**SELECTED EXTRACT**
================
The diagnosis of prematurity was validated using the GA or BW in the subgroup questionnaire (n=2196). GA was preferred, if GA unknown BW was used. We focused on VP or VLBW. If the neonate was VP or VLBW, assignment of prematurity diagnosis was considered correct.
Hospitalization ratios compared to a Danish Hospital
We compared the hospitalization ratios (number of hospital admissions/1000 live births in the catchment area) in PH1 to those in a general hospital providing tertiary neonatal care in Copenhagen in Denmark (Rigshospitalet, RH)
In RH, the ICD-10 diagnoses, sex, GA and BW were obtained from the neonatal department database for 2001–2010, and annual means were calculated. The mean of a 10-year period was chosen due to the smaller population in Denmark and hence the lower hospitalization numbers. The discharging doctor completes a separate database record on paper for each patient, which is checked by a consulting doctor before a secretary enters the data into the database. The doctors are instructed to assign all relevant diagnoses.
RH serves as local hospital to a part of Copenhagen and as tertiary general hospital for East Denmark. Obstetric care (including centralisation of deliveries with GA<28 weeks) and neonatal care are among the services provided. The neonatal department, including intensive care, has 36 beds and manages both neonates born in the hospital and those referred from other hospitals. Six of the referring hospitals provide specialized care. None of these offer surgery in neonates and only one has ventilator capacity, which is limited. In addition to the therapies offered at PH1, RH provided inhaled nitric oxide, extracorporeal membrane oxygenation, extensive surgical procedures and in the end of the study period controlled hypothermia. In 2009, the catchment population was 29,161 live births , corresponding to 1/25 of the PH1 catchment population. The birth sex ratio was 105 .
================
**EXTRACTED INFORMATION**
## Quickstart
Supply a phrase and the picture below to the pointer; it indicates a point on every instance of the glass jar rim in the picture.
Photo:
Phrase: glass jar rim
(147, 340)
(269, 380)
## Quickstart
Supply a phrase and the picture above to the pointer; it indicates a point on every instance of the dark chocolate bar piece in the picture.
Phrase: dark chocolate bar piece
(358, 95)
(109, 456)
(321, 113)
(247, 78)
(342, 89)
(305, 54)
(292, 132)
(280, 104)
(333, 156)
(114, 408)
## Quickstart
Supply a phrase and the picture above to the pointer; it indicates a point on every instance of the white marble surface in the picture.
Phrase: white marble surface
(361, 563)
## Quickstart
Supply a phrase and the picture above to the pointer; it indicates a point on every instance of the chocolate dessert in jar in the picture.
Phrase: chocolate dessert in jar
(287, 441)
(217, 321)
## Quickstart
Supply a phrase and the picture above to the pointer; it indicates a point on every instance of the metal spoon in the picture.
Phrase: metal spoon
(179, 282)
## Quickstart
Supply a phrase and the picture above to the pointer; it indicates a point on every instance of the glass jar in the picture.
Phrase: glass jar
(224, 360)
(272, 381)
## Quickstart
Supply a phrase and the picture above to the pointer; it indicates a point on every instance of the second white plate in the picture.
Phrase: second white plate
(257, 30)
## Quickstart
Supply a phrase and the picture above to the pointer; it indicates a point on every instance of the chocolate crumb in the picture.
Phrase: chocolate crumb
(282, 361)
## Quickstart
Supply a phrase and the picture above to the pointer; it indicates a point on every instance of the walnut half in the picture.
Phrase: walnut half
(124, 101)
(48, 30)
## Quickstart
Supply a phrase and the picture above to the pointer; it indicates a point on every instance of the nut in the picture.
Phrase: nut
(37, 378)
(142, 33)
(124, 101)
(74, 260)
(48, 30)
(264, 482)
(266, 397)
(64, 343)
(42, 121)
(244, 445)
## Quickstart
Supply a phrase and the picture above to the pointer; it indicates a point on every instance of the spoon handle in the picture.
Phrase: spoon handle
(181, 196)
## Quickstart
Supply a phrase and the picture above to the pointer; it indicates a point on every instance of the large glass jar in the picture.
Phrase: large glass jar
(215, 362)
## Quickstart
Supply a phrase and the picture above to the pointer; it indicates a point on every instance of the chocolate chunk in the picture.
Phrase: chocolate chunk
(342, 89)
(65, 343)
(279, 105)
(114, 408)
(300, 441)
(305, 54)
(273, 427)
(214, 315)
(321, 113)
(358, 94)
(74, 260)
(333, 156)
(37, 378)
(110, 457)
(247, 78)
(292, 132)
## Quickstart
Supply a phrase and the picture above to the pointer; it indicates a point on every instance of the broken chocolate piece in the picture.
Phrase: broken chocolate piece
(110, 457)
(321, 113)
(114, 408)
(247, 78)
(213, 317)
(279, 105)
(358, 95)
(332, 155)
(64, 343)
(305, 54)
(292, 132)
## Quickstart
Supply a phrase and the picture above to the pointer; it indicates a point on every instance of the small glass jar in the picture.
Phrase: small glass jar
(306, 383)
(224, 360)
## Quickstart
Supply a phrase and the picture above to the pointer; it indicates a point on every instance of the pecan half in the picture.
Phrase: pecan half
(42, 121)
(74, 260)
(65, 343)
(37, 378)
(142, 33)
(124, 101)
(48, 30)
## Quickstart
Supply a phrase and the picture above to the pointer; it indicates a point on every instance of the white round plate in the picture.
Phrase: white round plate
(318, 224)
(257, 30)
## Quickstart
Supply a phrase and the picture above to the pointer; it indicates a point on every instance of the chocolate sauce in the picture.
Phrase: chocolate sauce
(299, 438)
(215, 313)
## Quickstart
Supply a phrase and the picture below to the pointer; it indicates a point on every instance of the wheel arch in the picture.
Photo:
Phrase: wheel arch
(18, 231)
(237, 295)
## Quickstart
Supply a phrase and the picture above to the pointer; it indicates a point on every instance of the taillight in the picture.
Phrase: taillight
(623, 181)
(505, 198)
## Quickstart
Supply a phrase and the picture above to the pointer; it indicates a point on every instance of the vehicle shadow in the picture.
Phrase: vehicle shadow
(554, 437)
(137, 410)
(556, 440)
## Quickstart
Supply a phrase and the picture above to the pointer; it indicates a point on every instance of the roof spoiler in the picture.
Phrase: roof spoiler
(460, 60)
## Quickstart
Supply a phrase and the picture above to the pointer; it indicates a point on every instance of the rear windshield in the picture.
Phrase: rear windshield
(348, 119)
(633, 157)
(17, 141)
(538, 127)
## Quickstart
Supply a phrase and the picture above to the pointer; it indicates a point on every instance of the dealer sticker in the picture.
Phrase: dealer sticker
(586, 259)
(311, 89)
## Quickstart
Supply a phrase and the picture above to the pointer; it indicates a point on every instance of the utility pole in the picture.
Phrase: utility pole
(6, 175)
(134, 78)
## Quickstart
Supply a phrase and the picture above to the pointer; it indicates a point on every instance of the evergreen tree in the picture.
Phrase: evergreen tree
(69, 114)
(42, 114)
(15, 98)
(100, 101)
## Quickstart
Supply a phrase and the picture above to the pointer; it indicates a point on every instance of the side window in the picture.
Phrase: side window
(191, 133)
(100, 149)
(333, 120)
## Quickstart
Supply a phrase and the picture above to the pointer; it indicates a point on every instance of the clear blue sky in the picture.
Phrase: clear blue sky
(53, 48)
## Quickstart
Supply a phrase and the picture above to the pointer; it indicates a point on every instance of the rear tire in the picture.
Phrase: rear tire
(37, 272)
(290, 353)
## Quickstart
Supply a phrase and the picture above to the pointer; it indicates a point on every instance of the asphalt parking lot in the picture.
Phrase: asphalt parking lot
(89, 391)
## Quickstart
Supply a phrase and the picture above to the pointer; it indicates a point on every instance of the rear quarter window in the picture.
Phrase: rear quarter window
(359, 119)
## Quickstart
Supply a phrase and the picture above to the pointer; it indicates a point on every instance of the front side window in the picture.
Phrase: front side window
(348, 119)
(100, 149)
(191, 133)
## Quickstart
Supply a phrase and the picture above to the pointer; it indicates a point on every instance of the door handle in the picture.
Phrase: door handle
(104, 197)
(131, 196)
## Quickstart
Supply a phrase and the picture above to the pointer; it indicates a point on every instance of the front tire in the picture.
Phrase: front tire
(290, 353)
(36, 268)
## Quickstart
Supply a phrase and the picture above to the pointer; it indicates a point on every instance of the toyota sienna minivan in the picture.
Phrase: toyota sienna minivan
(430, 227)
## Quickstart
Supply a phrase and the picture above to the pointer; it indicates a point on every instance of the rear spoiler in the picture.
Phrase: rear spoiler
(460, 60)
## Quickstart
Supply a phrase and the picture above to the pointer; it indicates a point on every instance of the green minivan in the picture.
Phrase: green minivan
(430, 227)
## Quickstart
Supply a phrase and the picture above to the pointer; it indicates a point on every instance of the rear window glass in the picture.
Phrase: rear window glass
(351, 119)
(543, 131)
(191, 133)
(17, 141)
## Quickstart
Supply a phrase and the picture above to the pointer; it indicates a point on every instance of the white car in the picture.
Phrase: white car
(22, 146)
================
**USING THE INFORMATION**
1/ Return the passage of the prematurity and hospitalization text between "The diagnosis of" and "Denmark (Rigshospitalet, RH)", inclusive, copied exactly.
2/ In the prematurity and hospitalization text, why were data for the Danish hospital averaged over a 10-year period? Answer in one to three sentences.
3/ Write what comes next in the prematurity and hospitalization text, starting after its final sentence.

**ANSWER SET**
1/
The diagnosis of prematurity was validated using the GA or BW in the subgroup questionnaire (n=2196). GA was preferred, if GA unknown BW was used. We focused on VP or VLBW. If the neonate was VP or VLBW, assignment of prematurity diagnosis was considered correct.
Hospitalization ratios compared to a Danish Hospital
We compared the hospitalization ratios (number of hospital admissions/1000 live births in the catchment area) in PH1 to those in a general hospital providing tertiary neonatal care in Copenhagen in Denmark (Rigshospitalet, RH)

2/ A 10-year mean was used because Denmark has a smaller population, so the hospital has lower hospitalization numbers.

3/
The data were entered into Microsoft Access version 97 and analysed using STATA IC, version 11 (Texas, USA). Patients were excluded from the analysis if date of birth, admission date or diagnosis were missing. The data are reported as medians, 25 – 75% interquartile ranges and ratios. Comparisons were conducted using Chi-square test. Two sided p-values were calculated, and the significance level was set at 5%.
In total, 5802 neonates were admitted during the study period, corresponding to 0.8% of the catchment population of 726,578 live births. Thirty-nine (<1%) neonates were excluded from the analysis (4 due to missing dates of birth and 35 due to missing discharge dates or diagnoses). Therefore, 5763 neonates were included in the analysis.
The subgroup consisted of 2264 neonates. In 43 the questionnaire was incomplete and in 25 discharge data were missing, leaving 2196 neonates for analysis.
The median admission age was 7 days (interquartile range 2–17 days) and the median length of stay was 7 days (interquartile range 4–15 days). Boys made up 55% of the population (3186/5763).
The distribution of the ICD-10 diagnoses is shown in Figure 1. Two diagnoses were assigned to 780 of the patients (14%). The major groups included infection (62%), jaundice (18%), designated congenital malformations (6%), other congenital malformations (9%), prematurity (7%) and asphyxia (2%). Relatively mild diagnoses, including sub-categories of jaundice (unspecified or physiological), infection (unspecified, viral, skin, or acute upper respiratory) and gastro-oesophageal reflux were assigned to 24% of the neonates (assigned only one diagnosis).
In the subgroup (n=2196 neonates), GA was unknown in 373 (7%) and BW was unrecorded in 21 (1%). Among the VP (257) or VLBW (79), 286 (85%) were correctly assigned the diagnosis of prematurity.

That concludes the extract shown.